### Provided data
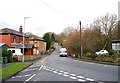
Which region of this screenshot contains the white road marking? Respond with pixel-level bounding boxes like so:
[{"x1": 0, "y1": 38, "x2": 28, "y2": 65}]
[
  {"x1": 69, "y1": 76, "x2": 77, "y2": 80},
  {"x1": 43, "y1": 68, "x2": 47, "y2": 69},
  {"x1": 63, "y1": 72, "x2": 68, "y2": 74},
  {"x1": 86, "y1": 78, "x2": 94, "y2": 81},
  {"x1": 63, "y1": 74, "x2": 69, "y2": 77},
  {"x1": 60, "y1": 71, "x2": 64, "y2": 72},
  {"x1": 46, "y1": 69, "x2": 50, "y2": 71},
  {"x1": 21, "y1": 68, "x2": 38, "y2": 72},
  {"x1": 78, "y1": 79, "x2": 85, "y2": 82},
  {"x1": 57, "y1": 73, "x2": 62, "y2": 75},
  {"x1": 53, "y1": 71, "x2": 57, "y2": 73},
  {"x1": 77, "y1": 76, "x2": 85, "y2": 78},
  {"x1": 29, "y1": 65, "x2": 40, "y2": 68},
  {"x1": 70, "y1": 74, "x2": 76, "y2": 76},
  {"x1": 24, "y1": 74, "x2": 35, "y2": 83},
  {"x1": 39, "y1": 65, "x2": 43, "y2": 70},
  {"x1": 12, "y1": 74, "x2": 32, "y2": 78}
]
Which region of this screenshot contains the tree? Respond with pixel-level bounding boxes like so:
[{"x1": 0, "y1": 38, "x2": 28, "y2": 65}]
[
  {"x1": 92, "y1": 13, "x2": 117, "y2": 51},
  {"x1": 51, "y1": 33, "x2": 55, "y2": 44},
  {"x1": 43, "y1": 33, "x2": 51, "y2": 50}
]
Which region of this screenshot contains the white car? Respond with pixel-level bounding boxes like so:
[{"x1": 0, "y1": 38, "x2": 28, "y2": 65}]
[
  {"x1": 59, "y1": 48, "x2": 67, "y2": 57},
  {"x1": 95, "y1": 50, "x2": 109, "y2": 55}
]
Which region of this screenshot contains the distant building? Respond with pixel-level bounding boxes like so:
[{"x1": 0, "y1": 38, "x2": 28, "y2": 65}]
[
  {"x1": 112, "y1": 40, "x2": 120, "y2": 54},
  {"x1": 0, "y1": 26, "x2": 33, "y2": 55},
  {"x1": 29, "y1": 35, "x2": 46, "y2": 54}
]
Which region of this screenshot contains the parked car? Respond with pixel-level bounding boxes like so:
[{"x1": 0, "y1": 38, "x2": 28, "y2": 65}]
[
  {"x1": 7, "y1": 48, "x2": 23, "y2": 56},
  {"x1": 95, "y1": 50, "x2": 109, "y2": 55},
  {"x1": 59, "y1": 48, "x2": 68, "y2": 57}
]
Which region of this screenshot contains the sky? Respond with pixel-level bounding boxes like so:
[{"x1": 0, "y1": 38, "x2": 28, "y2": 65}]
[{"x1": 0, "y1": 0, "x2": 120, "y2": 36}]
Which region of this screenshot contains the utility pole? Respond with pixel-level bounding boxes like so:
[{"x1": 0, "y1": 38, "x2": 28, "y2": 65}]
[
  {"x1": 79, "y1": 21, "x2": 82, "y2": 58},
  {"x1": 118, "y1": 1, "x2": 120, "y2": 40}
]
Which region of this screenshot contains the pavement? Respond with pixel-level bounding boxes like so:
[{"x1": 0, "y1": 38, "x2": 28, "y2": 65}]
[{"x1": 1, "y1": 46, "x2": 120, "y2": 83}]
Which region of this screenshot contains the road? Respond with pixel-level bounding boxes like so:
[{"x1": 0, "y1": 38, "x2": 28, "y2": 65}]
[{"x1": 4, "y1": 45, "x2": 118, "y2": 83}]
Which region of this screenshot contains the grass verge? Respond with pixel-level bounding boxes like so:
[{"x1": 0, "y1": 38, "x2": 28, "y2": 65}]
[{"x1": 0, "y1": 62, "x2": 31, "y2": 79}]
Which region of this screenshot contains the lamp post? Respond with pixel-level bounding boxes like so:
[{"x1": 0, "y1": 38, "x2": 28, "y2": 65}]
[
  {"x1": 79, "y1": 21, "x2": 82, "y2": 58},
  {"x1": 22, "y1": 17, "x2": 30, "y2": 62}
]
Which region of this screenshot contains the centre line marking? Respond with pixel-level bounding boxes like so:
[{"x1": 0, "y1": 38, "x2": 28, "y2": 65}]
[
  {"x1": 12, "y1": 74, "x2": 32, "y2": 78},
  {"x1": 24, "y1": 74, "x2": 35, "y2": 83},
  {"x1": 70, "y1": 77, "x2": 77, "y2": 80},
  {"x1": 39, "y1": 65, "x2": 43, "y2": 70}
]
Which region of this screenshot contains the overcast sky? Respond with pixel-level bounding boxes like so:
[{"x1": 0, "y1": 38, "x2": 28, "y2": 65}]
[{"x1": 0, "y1": 0, "x2": 119, "y2": 36}]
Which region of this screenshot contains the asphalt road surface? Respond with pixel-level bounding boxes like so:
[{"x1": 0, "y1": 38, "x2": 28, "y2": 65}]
[{"x1": 4, "y1": 45, "x2": 118, "y2": 83}]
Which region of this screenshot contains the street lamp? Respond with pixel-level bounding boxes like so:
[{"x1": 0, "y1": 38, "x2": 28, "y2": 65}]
[
  {"x1": 79, "y1": 21, "x2": 82, "y2": 58},
  {"x1": 22, "y1": 17, "x2": 30, "y2": 62}
]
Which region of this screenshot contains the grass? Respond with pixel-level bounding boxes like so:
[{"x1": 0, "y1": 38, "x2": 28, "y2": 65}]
[{"x1": 0, "y1": 62, "x2": 31, "y2": 78}]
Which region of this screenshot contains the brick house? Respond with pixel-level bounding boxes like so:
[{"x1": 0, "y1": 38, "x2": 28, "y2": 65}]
[
  {"x1": 29, "y1": 35, "x2": 46, "y2": 54},
  {"x1": 0, "y1": 26, "x2": 33, "y2": 55}
]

### Task instructions
Can you extract the text of every item above, word for word, and leave the pictures out?

### Worked solution
Which region of this screenshot contains the white road marking? Respond with pixel-level bounding boxes like so:
[{"x1": 0, "y1": 38, "x2": 28, "y2": 65}]
[
  {"x1": 69, "y1": 76, "x2": 77, "y2": 80},
  {"x1": 43, "y1": 68, "x2": 47, "y2": 69},
  {"x1": 63, "y1": 72, "x2": 68, "y2": 74},
  {"x1": 86, "y1": 78, "x2": 94, "y2": 81},
  {"x1": 63, "y1": 74, "x2": 69, "y2": 77},
  {"x1": 60, "y1": 71, "x2": 64, "y2": 72},
  {"x1": 46, "y1": 69, "x2": 50, "y2": 71},
  {"x1": 21, "y1": 68, "x2": 38, "y2": 72},
  {"x1": 78, "y1": 79, "x2": 85, "y2": 82},
  {"x1": 57, "y1": 73, "x2": 62, "y2": 75},
  {"x1": 53, "y1": 71, "x2": 57, "y2": 73},
  {"x1": 77, "y1": 76, "x2": 85, "y2": 78},
  {"x1": 29, "y1": 65, "x2": 40, "y2": 68},
  {"x1": 70, "y1": 74, "x2": 76, "y2": 76},
  {"x1": 24, "y1": 74, "x2": 35, "y2": 83},
  {"x1": 39, "y1": 65, "x2": 43, "y2": 70},
  {"x1": 12, "y1": 74, "x2": 32, "y2": 78}
]
Which region of this screenshot contains the tree? Respond with pixel-level bounding boxes like so:
[{"x1": 0, "y1": 38, "x2": 28, "y2": 65}]
[
  {"x1": 92, "y1": 13, "x2": 117, "y2": 51},
  {"x1": 51, "y1": 33, "x2": 55, "y2": 44},
  {"x1": 43, "y1": 33, "x2": 51, "y2": 50}
]
Which region of this screenshot contains the white car? Respond with pixel-level bounding boxes like so:
[{"x1": 0, "y1": 38, "x2": 28, "y2": 65}]
[
  {"x1": 59, "y1": 48, "x2": 67, "y2": 57},
  {"x1": 95, "y1": 50, "x2": 109, "y2": 55}
]
Which region of this screenshot contains the distant building? Respond with pixel-level bounding boxes like so:
[{"x1": 0, "y1": 38, "x2": 28, "y2": 65}]
[
  {"x1": 112, "y1": 40, "x2": 120, "y2": 54},
  {"x1": 0, "y1": 26, "x2": 33, "y2": 55},
  {"x1": 29, "y1": 35, "x2": 46, "y2": 54}
]
Which region of this screenshot contains the parked car? Respond with pixel-level bounding boxes like so:
[{"x1": 0, "y1": 38, "x2": 28, "y2": 65}]
[
  {"x1": 7, "y1": 48, "x2": 23, "y2": 56},
  {"x1": 95, "y1": 50, "x2": 109, "y2": 55},
  {"x1": 59, "y1": 48, "x2": 68, "y2": 57}
]
Which region of this screenshot contains the sky? Respond with pixel-level bounding boxes like so:
[{"x1": 0, "y1": 38, "x2": 28, "y2": 65}]
[{"x1": 0, "y1": 0, "x2": 120, "y2": 36}]
Which region of this screenshot contains the utility pole? Respond with pixel-level bounding boxes like so:
[{"x1": 0, "y1": 38, "x2": 28, "y2": 65}]
[
  {"x1": 79, "y1": 21, "x2": 82, "y2": 58},
  {"x1": 118, "y1": 1, "x2": 120, "y2": 40}
]
Which region of this screenshot contains the pavement? Respond with pixel-level bounding boxes like so:
[{"x1": 0, "y1": 38, "x2": 28, "y2": 65}]
[{"x1": 1, "y1": 46, "x2": 120, "y2": 83}]
Which region of this screenshot contains the road? Respond with pixel-level bounding boxes like so:
[{"x1": 0, "y1": 38, "x2": 28, "y2": 65}]
[{"x1": 4, "y1": 45, "x2": 118, "y2": 83}]
Which region of this screenshot contains the grass verge? Respond with pixel-level bounding boxes like so:
[{"x1": 0, "y1": 38, "x2": 28, "y2": 65}]
[{"x1": 0, "y1": 62, "x2": 31, "y2": 79}]
Which region of this screenshot contains the lamp post? Respond with pixel-level bounding boxes like so:
[{"x1": 0, "y1": 38, "x2": 28, "y2": 65}]
[
  {"x1": 79, "y1": 21, "x2": 82, "y2": 58},
  {"x1": 22, "y1": 17, "x2": 30, "y2": 62}
]
Which region of this screenshot contains the centre line marking? Respond with pixel-level bounding boxes like so:
[{"x1": 0, "y1": 38, "x2": 28, "y2": 65}]
[
  {"x1": 12, "y1": 74, "x2": 32, "y2": 78},
  {"x1": 24, "y1": 74, "x2": 35, "y2": 83},
  {"x1": 70, "y1": 77, "x2": 77, "y2": 80},
  {"x1": 39, "y1": 65, "x2": 43, "y2": 70}
]
Which region of this screenshot contains the overcast sky? Respond with pixel-level bounding boxes like so:
[{"x1": 0, "y1": 38, "x2": 28, "y2": 65}]
[{"x1": 0, "y1": 0, "x2": 119, "y2": 36}]
Which region of this screenshot contains the asphalt road surface? Respond with pixel-level bounding boxes like so:
[{"x1": 0, "y1": 38, "x2": 28, "y2": 65}]
[{"x1": 4, "y1": 45, "x2": 118, "y2": 83}]
Which region of this screenshot contains the street lamp? Respond with pixel-level bounding boxes like so:
[{"x1": 0, "y1": 38, "x2": 28, "y2": 65}]
[
  {"x1": 79, "y1": 21, "x2": 82, "y2": 58},
  {"x1": 22, "y1": 17, "x2": 30, "y2": 62}
]
Which region of this screenshot contains the grass? Respond with pixel-level bounding boxes like so:
[{"x1": 0, "y1": 38, "x2": 28, "y2": 65}]
[{"x1": 0, "y1": 62, "x2": 31, "y2": 78}]
Which region of this screenshot contains the brick house? Respond with pixel-level bounding boxes like so:
[{"x1": 0, "y1": 38, "x2": 28, "y2": 65}]
[
  {"x1": 29, "y1": 35, "x2": 46, "y2": 54},
  {"x1": 0, "y1": 26, "x2": 33, "y2": 55}
]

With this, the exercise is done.